> TEXTAUSZUG
....

Noise-Wiederveröffentlichungen: Celtic Frost, Teil 3:
"Into The Pandemonium"
Pandemonium = ein Buch aus dem Epos "Paradise Lost" von John Milton. Dort: Die Hauptstadt Satans und seiner Kollegen. Pandämonium: Gesamtheit aller Dämonen bzw. deren Aufenthaltsort.
Nachdem sich Celtic Frost schon dem großen Tier (To Mega Therion) aus der Apokalypse gewidmet hatten, geht es auf der Nachfolgescheibe ins Reich der Dämonen, "Into The Pandemonium".
Gab es auf dem Vorgänger noch ein Covermotiv von H. R. Giger, wurde hier ein Auszug aus einem Teil von Hieronymus Boschs Triptychon "Der Garten der Lüste" verwendet, nämlich der mit der Hölle drauf.
Der Begriff Chaos hätte meiner Meinung nach besser zur "Into The Pandemonium" gepasst, als die Hölle (nun, für manche Fans war es vielleicht auch die Hölle…).
Niemals zuvor und niemals danach präsentierten sich Celtic Frost so vielseitig und unterschiedlich in den Songs, niemals ging das persönliche Empfinden der Hörer betreffend einzelner Nummern so weit auseinander wie auf dieser Scheibe. Aus der Band, die (mit anderen) die Basis für Death/Black/Doom Metal geschaffen hatte, wurden sie als eine experimentelle Truppe, zu Recht in Anzeigentexten als »The gods and originators of european avantgarde-metal«, bezeichnet. War dies mutig, kreativ oder planlos? Oder einfach nur Avantgarde?
Alleine schon die Tatsache, mit einer Coverversion loszulegen, noch dazu eine, die kein Metal oder wenigstens Hard Rock ist, sondern von einer New Wave-Band aus den USA stammt, nämlich Wall Of Voodoos Hit "Mexican Radio". Celtic Frost und eine eingängige Titelzeile? Und was ist mit der Stimme von Tom Warrior? Klingt weniger finster… auch wenn doch noch ein typisches »ugh« dabei ist.
"Mesmerized" ist zwar ein eigener Song, aber die Stimme klingt auch hier eher jammernd und nicht nach Death/Black Metal, sondern scheint eher von der Gothic-Ecke beeinflusst. "Inner Sanctum" wirkt schon deutlich 'frostiger'.

....

> MATERIAL
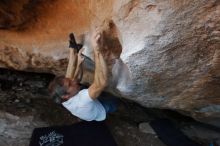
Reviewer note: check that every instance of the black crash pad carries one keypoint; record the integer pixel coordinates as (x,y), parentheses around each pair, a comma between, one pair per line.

....

> AUFGABEN
1 > Von welcher Band stammt laut dem Textauszug das Original von „Mexican Radio“?
2 > Gib im Textauszug die Stelle wieder, die mit „Niemals zuvor und“ beginnt und mit „einfach nur Avantgarde?“ endet, und ersetze dabei „vielseitig“ durch „facettenreich“.
3 > Nenne alle Personen, die im Textauszug namentlich erwähnt werden.

> LÖSUNGEN
1 > Von Wall Of Voodoo, einer New-Wave-Band aus den USA.

2 >
Niemals zuvor und niemals danach präsentierten sich Celtic Frost so facettenreich und unterschiedlich in den Songs, niemals ging das persönliche Empfinden der Hörer betreffend einzelner Nummern so weit auseinander wie auf dieser Scheibe. Aus der Band, die (mit anderen) die Basis für Death/Black/Doom Metal geschaffen hatte, wurden sie als eine experimentelle Truppe, zu Recht in Anzeigentexten als »The gods and originators of european avantgarde-metal«, bezeichnet. War dies mutig, kreativ oder planlos? Oder einfach nur Avantgarde?

3 > John Milton, H. R. Giger, Hieronymus Bosch, Tom Warrior